(SELECTED TEXT)
Cory Wanless from Klippensteins law firm in Toronto will be one of the first lawyers in history to try a Canadian mining company in Canada for negligence at a foreign subsidiary.
“We’re proving that you can do it by doing,” he said about the precedent-setting cases against Hudbay Minerals Inc. The Guatemalan plaintiffs assert that the company’s negligence resulted in murder, paralysis and gang rape during forced evictions.
Outside of this important case, however, Canadians have had little opportunity to hear about mining disputes. There are few methods to address complaints about Canadian mining companies in Canada, outside of hiring a costly legal team which many foreign complainants can’t afford.
Ben Chalmers, spokesperson for the Mining Association of Canada (MAC), said that these concerns were what caused a revamp of the federal “Enhanced Corporate Social Responsible Strategy” for the extractive sector. The MAC consulted with the government about the restructured approach.
(End SELECTED TEXT)
- **TASK DETAILS**: Could you carry the article on Canadian mining accountability further, picking up after its last sentence? The items have no connection to the article on Canadian mining accountability.
(SUPPLIED RECORDS)
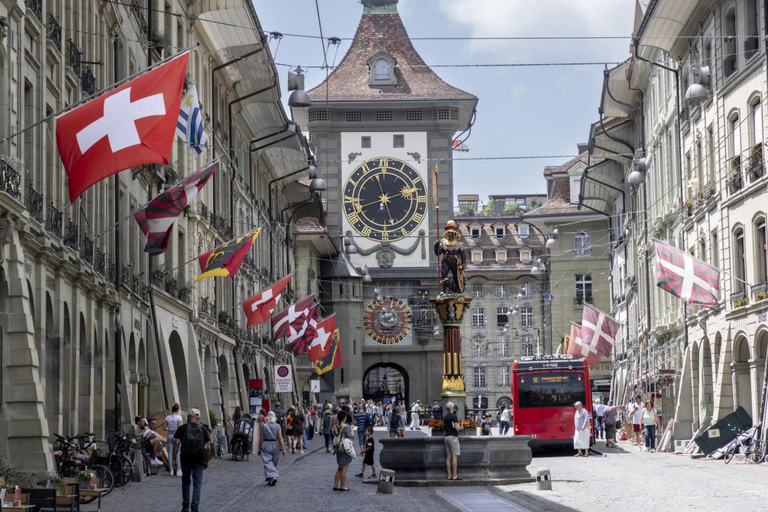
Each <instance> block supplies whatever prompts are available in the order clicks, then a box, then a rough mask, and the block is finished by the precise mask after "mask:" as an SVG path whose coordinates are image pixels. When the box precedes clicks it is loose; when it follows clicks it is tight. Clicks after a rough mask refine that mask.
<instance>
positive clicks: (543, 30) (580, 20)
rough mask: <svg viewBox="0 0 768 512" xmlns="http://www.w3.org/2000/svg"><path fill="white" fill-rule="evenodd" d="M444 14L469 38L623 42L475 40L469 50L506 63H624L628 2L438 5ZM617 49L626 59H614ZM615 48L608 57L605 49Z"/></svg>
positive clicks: (594, 0)
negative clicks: (561, 37) (590, 38)
mask: <svg viewBox="0 0 768 512" xmlns="http://www.w3.org/2000/svg"><path fill="white" fill-rule="evenodd" d="M439 5H440V9H441V10H442V11H443V14H444V15H445V16H446V17H447V18H448V19H450V20H451V21H453V22H455V23H457V24H459V25H465V26H468V28H469V29H470V35H471V36H472V37H531V36H568V35H573V36H576V35H580V36H627V40H626V44H623V43H622V44H621V45H617V44H616V43H617V41H616V40H567V41H551V40H545V41H519V40H517V41H515V40H511V41H510V40H507V41H503V40H490V41H480V40H474V41H470V42H469V43H468V46H467V47H468V49H469V50H470V51H471V52H473V53H476V54H487V53H491V54H494V56H496V57H497V58H498V56H499V55H501V56H503V58H505V60H507V61H519V60H531V59H534V58H541V57H543V56H553V55H557V56H559V57H561V58H562V57H569V58H573V57H579V58H598V59H609V58H610V59H622V60H623V58H624V57H626V56H628V48H629V42H630V41H629V36H630V35H631V31H632V22H633V13H634V2H630V1H626V0H538V1H525V2H524V1H522V0H472V2H467V1H466V0H441V1H440V2H439ZM617 46H620V47H623V48H627V55H617V54H616V50H615V48H616V47H617ZM609 47H610V48H613V51H608V50H606V48H609Z"/></svg>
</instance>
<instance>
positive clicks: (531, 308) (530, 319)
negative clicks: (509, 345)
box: [520, 306, 533, 327]
mask: <svg viewBox="0 0 768 512" xmlns="http://www.w3.org/2000/svg"><path fill="white" fill-rule="evenodd" d="M520 325H521V326H522V327H533V308H532V307H530V306H523V307H522V308H520Z"/></svg>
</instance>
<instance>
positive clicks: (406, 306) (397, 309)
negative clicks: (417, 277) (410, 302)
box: [363, 297, 413, 345]
mask: <svg viewBox="0 0 768 512" xmlns="http://www.w3.org/2000/svg"><path fill="white" fill-rule="evenodd" d="M363 328H364V329H365V334H366V335H367V336H368V337H369V338H370V339H371V340H373V341H374V342H376V343H378V344H380V345H396V344H398V343H400V342H401V341H403V340H404V339H405V338H406V337H407V336H408V335H409V334H410V333H411V329H412V328H413V313H412V312H411V308H410V307H408V303H407V302H405V301H404V300H402V299H399V298H397V297H384V298H383V299H381V300H374V301H372V302H371V303H370V304H368V306H367V307H366V308H365V312H364V313H363Z"/></svg>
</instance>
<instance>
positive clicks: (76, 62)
mask: <svg viewBox="0 0 768 512" xmlns="http://www.w3.org/2000/svg"><path fill="white" fill-rule="evenodd" d="M82 60H83V52H81V51H80V49H79V48H78V47H77V45H76V44H75V42H74V41H72V40H71V39H70V40H69V45H68V47H67V64H69V67H71V68H72V71H74V72H75V74H76V75H77V76H80V75H81V73H82V64H81V62H82Z"/></svg>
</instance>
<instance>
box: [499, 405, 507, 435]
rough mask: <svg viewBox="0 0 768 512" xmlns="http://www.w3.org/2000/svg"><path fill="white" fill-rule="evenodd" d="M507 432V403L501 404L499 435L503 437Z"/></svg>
mask: <svg viewBox="0 0 768 512" xmlns="http://www.w3.org/2000/svg"><path fill="white" fill-rule="evenodd" d="M507 432H509V408H508V407H507V402H503V403H502V404H501V411H499V435H500V436H505V435H507Z"/></svg>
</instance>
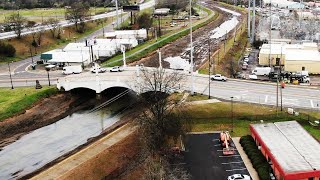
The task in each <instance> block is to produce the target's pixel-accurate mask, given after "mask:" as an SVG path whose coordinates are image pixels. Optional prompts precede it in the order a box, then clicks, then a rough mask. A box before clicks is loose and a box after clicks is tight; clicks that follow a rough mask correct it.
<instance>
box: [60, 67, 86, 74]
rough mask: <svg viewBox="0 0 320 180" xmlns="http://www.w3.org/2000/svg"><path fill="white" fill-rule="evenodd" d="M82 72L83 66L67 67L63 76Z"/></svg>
mask: <svg viewBox="0 0 320 180" xmlns="http://www.w3.org/2000/svg"><path fill="white" fill-rule="evenodd" d="M81 72H82V67H81V66H65V67H63V69H62V73H63V74H66V75H67V74H80V73H81Z"/></svg>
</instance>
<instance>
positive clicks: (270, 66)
mask: <svg viewBox="0 0 320 180" xmlns="http://www.w3.org/2000/svg"><path fill="white" fill-rule="evenodd" d="M269 11H270V31H269V45H270V53H269V67H271V29H272V17H271V15H272V12H271V0H270V9H269Z"/></svg>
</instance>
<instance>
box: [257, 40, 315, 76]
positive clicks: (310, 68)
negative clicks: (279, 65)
mask: <svg viewBox="0 0 320 180" xmlns="http://www.w3.org/2000/svg"><path fill="white" fill-rule="evenodd" d="M269 54H270V44H263V45H262V47H261V50H260V52H259V65H261V66H269ZM270 56H271V65H272V66H275V65H276V59H277V58H280V64H281V65H283V67H284V70H285V71H289V72H297V71H309V73H311V74H320V52H319V51H318V46H317V44H316V43H303V44H286V43H278V44H271V55H270Z"/></svg>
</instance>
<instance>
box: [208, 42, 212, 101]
mask: <svg viewBox="0 0 320 180" xmlns="http://www.w3.org/2000/svg"><path fill="white" fill-rule="evenodd" d="M208 47H209V97H208V99H210V98H211V97H210V90H211V89H210V85H211V79H210V75H211V73H210V70H211V57H210V56H211V48H210V37H209V39H208Z"/></svg>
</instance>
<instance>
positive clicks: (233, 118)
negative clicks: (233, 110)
mask: <svg viewBox="0 0 320 180" xmlns="http://www.w3.org/2000/svg"><path fill="white" fill-rule="evenodd" d="M230 98H231V118H232V129H231V132H233V120H234V118H233V96H231V97H230Z"/></svg>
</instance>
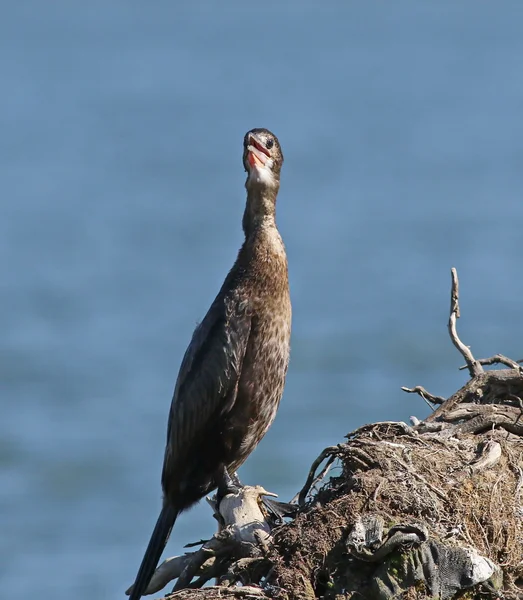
(End SUPPLIED RECORDS)
- **RESPONSE TO THE EXERCISE**:
The new strategy was released in November of 2014 and combines the two Canadian bodies responsible for dealing with complaints.
The current Canadian framework for filing grievances against Canadian-owned mining subsidiaries consists of two main entities – the National Contact Point (NCP) and the Corporate Social Responsibility (CSR) Office. The NCP follows OECD guidelines and handles disagreements between mining companies and affected communities.
The OECD guidelines are an international set of voluntary guidelines that outline proper conduct for multi-national corporations in areas such as human rights, employee relations, and the environment.
The CSR office serves a similar conflict resolution role; however, the head position of CSR Counsellor hasn’t been filled since Marketa Evans resigned in October of 2013.
Wanless said that the CSR Office wouldn’t be able to deal with violent cases such as murder and gang rape, as it falls outside its mandate.
Chalmers acknowledged that government, industry and NGOs weren’t happy with how the old strategy was working. Greater coordination between the two offices was needed, he said, as well as a greater advisory role and earlier involvement with disputes. “It creates a better spectrum of dispute resolution,” he said.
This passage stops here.